[Exercise]
Express every line of the records below as a JSON list of strings, one string per line, leaving out any blank lines.

[Recorded data]
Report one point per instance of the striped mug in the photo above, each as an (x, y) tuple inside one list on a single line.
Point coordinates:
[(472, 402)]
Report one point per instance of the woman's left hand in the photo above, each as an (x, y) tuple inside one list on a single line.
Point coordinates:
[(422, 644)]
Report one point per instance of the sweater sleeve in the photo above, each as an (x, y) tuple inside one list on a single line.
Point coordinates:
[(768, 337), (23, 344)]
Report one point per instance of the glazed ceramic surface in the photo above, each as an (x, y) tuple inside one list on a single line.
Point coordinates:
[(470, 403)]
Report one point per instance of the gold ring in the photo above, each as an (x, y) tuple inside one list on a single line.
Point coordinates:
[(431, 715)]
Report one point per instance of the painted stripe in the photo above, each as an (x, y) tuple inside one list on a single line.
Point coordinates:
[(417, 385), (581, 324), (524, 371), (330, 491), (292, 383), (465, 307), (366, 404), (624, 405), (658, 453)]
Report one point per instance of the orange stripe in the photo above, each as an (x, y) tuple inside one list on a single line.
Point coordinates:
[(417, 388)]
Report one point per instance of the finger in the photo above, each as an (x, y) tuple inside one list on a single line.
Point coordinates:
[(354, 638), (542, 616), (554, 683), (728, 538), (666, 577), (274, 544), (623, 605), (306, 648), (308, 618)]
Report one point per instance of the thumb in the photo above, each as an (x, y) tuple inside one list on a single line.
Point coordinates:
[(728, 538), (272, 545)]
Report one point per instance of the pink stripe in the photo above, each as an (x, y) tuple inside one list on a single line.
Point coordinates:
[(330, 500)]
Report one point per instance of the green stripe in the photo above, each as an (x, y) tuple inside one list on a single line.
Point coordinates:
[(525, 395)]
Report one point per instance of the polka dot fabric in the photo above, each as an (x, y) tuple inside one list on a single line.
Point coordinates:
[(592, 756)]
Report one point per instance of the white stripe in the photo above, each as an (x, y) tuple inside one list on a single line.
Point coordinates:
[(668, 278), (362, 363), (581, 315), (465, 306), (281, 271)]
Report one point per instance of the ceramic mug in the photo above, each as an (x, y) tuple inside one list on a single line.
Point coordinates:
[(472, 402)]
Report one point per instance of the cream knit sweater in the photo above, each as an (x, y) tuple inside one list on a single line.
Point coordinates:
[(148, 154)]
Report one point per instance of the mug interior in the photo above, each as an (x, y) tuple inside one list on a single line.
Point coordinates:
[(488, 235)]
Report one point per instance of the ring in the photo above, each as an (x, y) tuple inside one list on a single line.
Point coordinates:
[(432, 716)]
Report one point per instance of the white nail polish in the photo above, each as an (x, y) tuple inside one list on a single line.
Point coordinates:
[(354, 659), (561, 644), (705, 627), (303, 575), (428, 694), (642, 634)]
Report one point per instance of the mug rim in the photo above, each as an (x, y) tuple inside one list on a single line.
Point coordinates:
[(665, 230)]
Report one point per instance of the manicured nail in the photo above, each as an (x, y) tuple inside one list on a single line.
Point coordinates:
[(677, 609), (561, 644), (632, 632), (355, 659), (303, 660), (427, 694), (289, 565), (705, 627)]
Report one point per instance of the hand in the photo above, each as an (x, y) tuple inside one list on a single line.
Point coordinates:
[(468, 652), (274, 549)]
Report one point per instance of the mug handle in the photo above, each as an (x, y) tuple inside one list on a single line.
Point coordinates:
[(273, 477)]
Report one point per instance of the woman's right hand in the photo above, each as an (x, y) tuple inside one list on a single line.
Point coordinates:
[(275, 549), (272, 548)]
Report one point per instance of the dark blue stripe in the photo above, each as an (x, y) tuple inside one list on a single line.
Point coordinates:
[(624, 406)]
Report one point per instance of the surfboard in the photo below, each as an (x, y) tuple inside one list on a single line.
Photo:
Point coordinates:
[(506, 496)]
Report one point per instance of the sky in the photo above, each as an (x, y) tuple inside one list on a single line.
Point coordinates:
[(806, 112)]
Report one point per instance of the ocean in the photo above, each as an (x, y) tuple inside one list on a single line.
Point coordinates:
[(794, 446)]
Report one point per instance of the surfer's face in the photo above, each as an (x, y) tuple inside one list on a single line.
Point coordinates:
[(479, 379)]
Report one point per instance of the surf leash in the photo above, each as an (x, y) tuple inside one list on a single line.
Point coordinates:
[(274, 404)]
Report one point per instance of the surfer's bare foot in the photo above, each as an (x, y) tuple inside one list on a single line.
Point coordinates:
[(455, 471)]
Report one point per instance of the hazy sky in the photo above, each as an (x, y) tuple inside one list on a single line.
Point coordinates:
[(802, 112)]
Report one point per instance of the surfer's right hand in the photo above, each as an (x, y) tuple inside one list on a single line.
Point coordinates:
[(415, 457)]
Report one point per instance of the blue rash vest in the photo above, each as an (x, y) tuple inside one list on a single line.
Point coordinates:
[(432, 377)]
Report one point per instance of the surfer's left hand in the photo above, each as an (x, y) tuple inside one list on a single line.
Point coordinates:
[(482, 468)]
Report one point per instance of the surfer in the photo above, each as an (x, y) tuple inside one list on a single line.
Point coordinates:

[In response]
[
  "Report one point per instance of the striped mug in the photo above, each as an (x, y) tuple inside one list on a single line.",
  "Point coordinates:",
  "[(472, 402)]",
  "Report one point per instance of the woman's left hand in the photo above, each as an (x, y) tuple inside one list on a single line.",
  "Point coordinates:",
  "[(422, 644)]",
  "Report one point per instance of the sweater sleeve in the photo above, each as an (x, y) tuple inside one list on a single line.",
  "Point coordinates:",
  "[(768, 337), (23, 344)]",
  "Report one point per instance of the glazed ceramic surface in the photo above, each as an (x, y) tuple inside one list on a single line.",
  "Point coordinates:",
  "[(470, 403)]",
  "Report one point per instance of the gold ring in the photo above, each as an (x, y) tuple inside one list on a single line.",
  "Point coordinates:",
  "[(431, 715)]",
  "Report one point per instance of the painted stripe in the photo above, each as an (x, y) tuple inside one list on a single line.",
  "Point coordinates:",
  "[(417, 385), (581, 324), (524, 371), (330, 491), (292, 383), (465, 307), (366, 404), (624, 405), (658, 453)]",
  "Report one point per instance of the orange stripe in the photo above, each as an (x, y) tuple inside one list on a single line.",
  "Point coordinates:",
  "[(417, 388)]",
  "Report one point per instance of the finger in the photo above, each as an (x, y) tuple inside one list on a single line.",
  "Point coordinates:",
  "[(354, 638), (542, 616), (554, 683), (728, 538), (666, 577), (274, 544), (623, 605), (306, 648), (308, 618)]",
  "Report one point per instance of the thumb in the photo above, each as an (x, y) tuple inside one list on a single line.",
  "Point coordinates:",
  "[(728, 538), (272, 545)]",
  "Report one point per instance of the pink stripe in the photo above, each as an (x, y) tuple inside one list on a single line.",
  "Point coordinates:",
  "[(330, 500)]",
  "Report one point per instance of the green stripe in the photo above, each as an (x, y) tuple inside one list on a single line.",
  "Point coordinates:",
  "[(525, 395)]",
  "Report one point per instance of the polka dot fabric in the photo above, each as an (x, y) tuple inside one list on a single line.",
  "Point coordinates:",
  "[(592, 756)]",
  "Report one point per instance of the white stripe in the photo above, each as an (x, y) tuple inside one list on a single line.",
  "Point coordinates:",
  "[(668, 278), (362, 363), (581, 315), (465, 306), (281, 271)]",
  "Report one point per instance of the ceramic mug in the photo above, each as an (x, y) tuple inside one list on a single line.",
  "Point coordinates:",
  "[(472, 402)]",
  "Report one point per instance of the cream knit sweater in the photo above, each as an (x, y) tuple inside one list on a single line.",
  "Point coordinates:",
  "[(148, 154)]",
  "Report one point per instance of the mug interior in the photo above, each as an (x, y) tuple inside one list on a single line.",
  "Point coordinates:",
  "[(488, 235)]",
  "Report one point per instance of the ring in the photo above, each as an (x, y) tuple inside one list on a single line.",
  "Point coordinates:",
  "[(432, 716)]",
  "Report one point per instance of the white nail polish in the photo above, each as an (x, y) tuple inside one list on a single line.",
  "Point coordinates:",
  "[(354, 659), (561, 644), (705, 627), (303, 575), (428, 694), (642, 634)]",
  "Report one point per instance of the mug rim in the photo above, each as an (x, y) tuple inside one list on a single line.",
  "Point coordinates:",
  "[(665, 230)]",
  "Report one point per instance of the manicured nail in the photo above, each as an (x, y) tuple inside one list on a single line.",
  "Point coordinates:",
  "[(677, 609), (561, 644), (632, 632), (355, 659), (303, 660), (427, 694), (289, 565), (705, 627)]",
  "Report one point per instance of the hand in the photo above, each as an (x, y) tuple inside one list on a single line.",
  "Point coordinates:",
  "[(468, 652), (274, 549)]",
  "Report one point per instance of the mug handle in the photo above, each as an (x, y) tuple inside one list on a single line.",
  "Point coordinates:",
  "[(273, 477)]",
  "Report one point per instance of the woman's right hand in the photo above, each as an (x, y) tuple inside one list on a single line.",
  "Point coordinates:",
  "[(275, 549), (272, 548)]",
  "Report one point per instance of the dark blue stripe in the photo above, each as an (x, y) tuple inside one list on a single line.",
  "Point coordinates:",
  "[(624, 406)]",
  "Report one point per instance of the surfboard in the photo below, each as an (x, y) tuple inside one list on a single line.",
  "Photo:",
  "Point coordinates:",
  "[(506, 496)]",
  "Report one point per instance of the sky in the photo above, each as an (x, y) tuple inside one list on a single line.",
  "Point coordinates:",
  "[(806, 112)]",
  "Report one point per instance of the ocean in the photo above, each as an (x, y) tuple inside one list on a single line.",
  "Point coordinates:",
  "[(794, 446)]",
  "Report one point per instance of the surfer's face in the photo above, each as an (x, y) tuple inside one list on a single line.",
  "Point coordinates:",
  "[(479, 379)]",
  "Report one point per instance of the surf leash in the photo above, each as an (x, y) tuple inside one list on a single line.",
  "Point coordinates:",
  "[(274, 404)]",
  "Report one point per instance of the surfer's bare foot in the photo above, each as an (x, y) tuple inside one list on a single line.",
  "Point coordinates:",
  "[(455, 471)]",
  "Report one point per instance of the hazy sky in the photo above, each as an (x, y) tuple inside one list on a single line.",
  "Point coordinates:",
  "[(802, 112)]",
  "Report one point per instance of the surfer's right hand in the photo above, each as an (x, y) tuple inside one list on a single line.",
  "Point coordinates:",
  "[(415, 457)]",
  "Report one point per instance of the blue rash vest in the photo above, each as an (x, y) tuple inside one list on a single line.",
  "Point coordinates:",
  "[(432, 377)]",
  "Report one point per instance of the surfer's left hand in the photo above, each as an (x, y) tuple inside one list on a single line.",
  "Point coordinates:",
  "[(482, 468)]",
  "Report one point per instance of the surfer in the photo above, each as an (x, y) tuple inside one list on a single line.",
  "Point coordinates:"
]